§ Tasks to perform
A. In the minimum wage passage, by about how much would a $15 wage raise prices?
B. Carry on the minimum wage passage from its last sentence.

§ Page extract

════════════════

There is an urgent need to reignite growth and revitalize the American economy. The U.S. government needs to retool the economy’s engine so that it can run at a higher, sustainable growth rate for the decades to come. The plan to reward work by raising the minimum wages was to strengthen the middle class. This would have helped to increase the worker productivity and consumer purchasing power in order to stimulate the economy. According to Dale Belman of Michigan State University and Paul Wolfson of the Tuck School of Business at Dartmouth, a moderate increase in the minimum wage would have helped to raise the earnings of low-income workers and reduce poverty without jeopardizing employment. A higher minimum wage will allow more families to realize the American Dream.

Basically, the low income workers work for small firms with small profits. These businesses will have to raise prices to pay their workers’ wages. It is predicted that a $15 wage would result in prices being increased by roughly 4%. It is the customers, not the business owners who will pay that cost. The minimum wage worker will now have increased spending power and financial freedom. Their increased spending will lead to higher demand for goods and services, which will mean higher wages, or more jobs being created. This is actually a virtuous cycle– when people have more money, businesses will have more customers and they will hire more workers.

════════════════

§ Supplied records
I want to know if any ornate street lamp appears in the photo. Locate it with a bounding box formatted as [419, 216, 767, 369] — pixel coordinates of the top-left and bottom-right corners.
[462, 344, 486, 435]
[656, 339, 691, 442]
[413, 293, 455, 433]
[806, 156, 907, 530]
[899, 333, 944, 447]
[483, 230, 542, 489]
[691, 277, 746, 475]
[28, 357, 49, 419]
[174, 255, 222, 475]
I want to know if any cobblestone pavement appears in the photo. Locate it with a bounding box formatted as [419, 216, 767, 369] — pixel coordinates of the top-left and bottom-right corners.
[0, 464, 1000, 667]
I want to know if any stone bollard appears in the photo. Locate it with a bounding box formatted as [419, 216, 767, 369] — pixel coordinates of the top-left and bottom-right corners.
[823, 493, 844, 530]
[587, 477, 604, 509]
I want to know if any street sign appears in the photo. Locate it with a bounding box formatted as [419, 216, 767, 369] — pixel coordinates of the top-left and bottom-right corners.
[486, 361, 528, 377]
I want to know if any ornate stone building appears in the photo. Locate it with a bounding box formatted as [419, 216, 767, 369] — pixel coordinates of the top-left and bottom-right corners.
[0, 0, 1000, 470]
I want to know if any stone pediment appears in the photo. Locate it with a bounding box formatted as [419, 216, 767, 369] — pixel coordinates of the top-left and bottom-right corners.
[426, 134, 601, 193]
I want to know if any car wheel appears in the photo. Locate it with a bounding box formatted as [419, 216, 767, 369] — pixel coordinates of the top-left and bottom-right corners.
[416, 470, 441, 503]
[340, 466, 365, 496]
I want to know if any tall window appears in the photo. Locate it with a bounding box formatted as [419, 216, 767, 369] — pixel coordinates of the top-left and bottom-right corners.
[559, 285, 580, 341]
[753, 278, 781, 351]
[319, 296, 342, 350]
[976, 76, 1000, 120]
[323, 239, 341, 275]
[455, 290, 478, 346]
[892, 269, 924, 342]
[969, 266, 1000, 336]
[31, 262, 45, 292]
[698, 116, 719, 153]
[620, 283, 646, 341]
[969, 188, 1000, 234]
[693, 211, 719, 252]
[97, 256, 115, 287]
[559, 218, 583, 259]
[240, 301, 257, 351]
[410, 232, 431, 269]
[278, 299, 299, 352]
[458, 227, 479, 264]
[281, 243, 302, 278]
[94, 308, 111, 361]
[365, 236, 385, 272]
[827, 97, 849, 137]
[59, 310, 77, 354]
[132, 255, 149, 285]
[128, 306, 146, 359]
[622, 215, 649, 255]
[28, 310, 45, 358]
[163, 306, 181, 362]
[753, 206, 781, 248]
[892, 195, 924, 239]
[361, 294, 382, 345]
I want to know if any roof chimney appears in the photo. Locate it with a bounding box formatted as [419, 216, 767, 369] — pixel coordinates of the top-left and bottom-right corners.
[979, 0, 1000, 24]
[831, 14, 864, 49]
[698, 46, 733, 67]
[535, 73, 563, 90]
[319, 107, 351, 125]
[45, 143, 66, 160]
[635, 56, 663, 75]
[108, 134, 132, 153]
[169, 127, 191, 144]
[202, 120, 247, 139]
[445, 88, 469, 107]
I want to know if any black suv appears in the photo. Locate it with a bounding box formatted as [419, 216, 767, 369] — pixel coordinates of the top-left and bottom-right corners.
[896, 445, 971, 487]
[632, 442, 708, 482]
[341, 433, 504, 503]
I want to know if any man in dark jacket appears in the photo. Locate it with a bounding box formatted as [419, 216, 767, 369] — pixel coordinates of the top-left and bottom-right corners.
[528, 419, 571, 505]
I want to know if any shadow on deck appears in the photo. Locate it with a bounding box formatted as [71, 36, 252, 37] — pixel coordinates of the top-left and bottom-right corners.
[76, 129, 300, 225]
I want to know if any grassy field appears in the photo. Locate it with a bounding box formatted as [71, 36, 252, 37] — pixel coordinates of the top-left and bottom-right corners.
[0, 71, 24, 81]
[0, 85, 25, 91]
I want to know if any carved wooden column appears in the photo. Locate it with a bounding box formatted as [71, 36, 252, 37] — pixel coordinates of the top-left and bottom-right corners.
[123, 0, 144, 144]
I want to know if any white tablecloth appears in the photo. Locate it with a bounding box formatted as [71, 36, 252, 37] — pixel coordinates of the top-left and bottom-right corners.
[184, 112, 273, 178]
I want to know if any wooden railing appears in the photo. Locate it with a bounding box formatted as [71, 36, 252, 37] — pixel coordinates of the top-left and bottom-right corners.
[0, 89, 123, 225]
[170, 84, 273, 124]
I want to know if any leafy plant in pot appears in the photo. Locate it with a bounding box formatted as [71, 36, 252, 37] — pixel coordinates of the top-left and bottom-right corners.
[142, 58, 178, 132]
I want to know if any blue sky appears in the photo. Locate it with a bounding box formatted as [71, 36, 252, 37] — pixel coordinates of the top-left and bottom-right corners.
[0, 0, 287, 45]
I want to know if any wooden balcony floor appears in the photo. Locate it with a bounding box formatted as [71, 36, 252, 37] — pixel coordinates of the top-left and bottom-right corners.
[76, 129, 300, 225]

════════════════

§ Results of the tasks
A. Roughly 4%.

B.
But what about the skilled workers currently making around $15/hr or slightly more (mainly the teachers)? Higher wages means more people contributing via taxes and less on public assistance. More contributions to state funds means they will inevitably get a pay raise as well. Therefore, the minimum wage would initially have a substantial impact only on the wages of low-income workers. And slowly this will raise wages for millions more by causing a ripple effect. This will gradually increase the wages and create jobs across all industries including the highly skilled job trades and STEM careers.

The minimum wage hike to $15 therefore will bring more jobs rather than killing them. I strongly believe that there will be strong earning effects and no employment effects if the law is passed. Do you agree?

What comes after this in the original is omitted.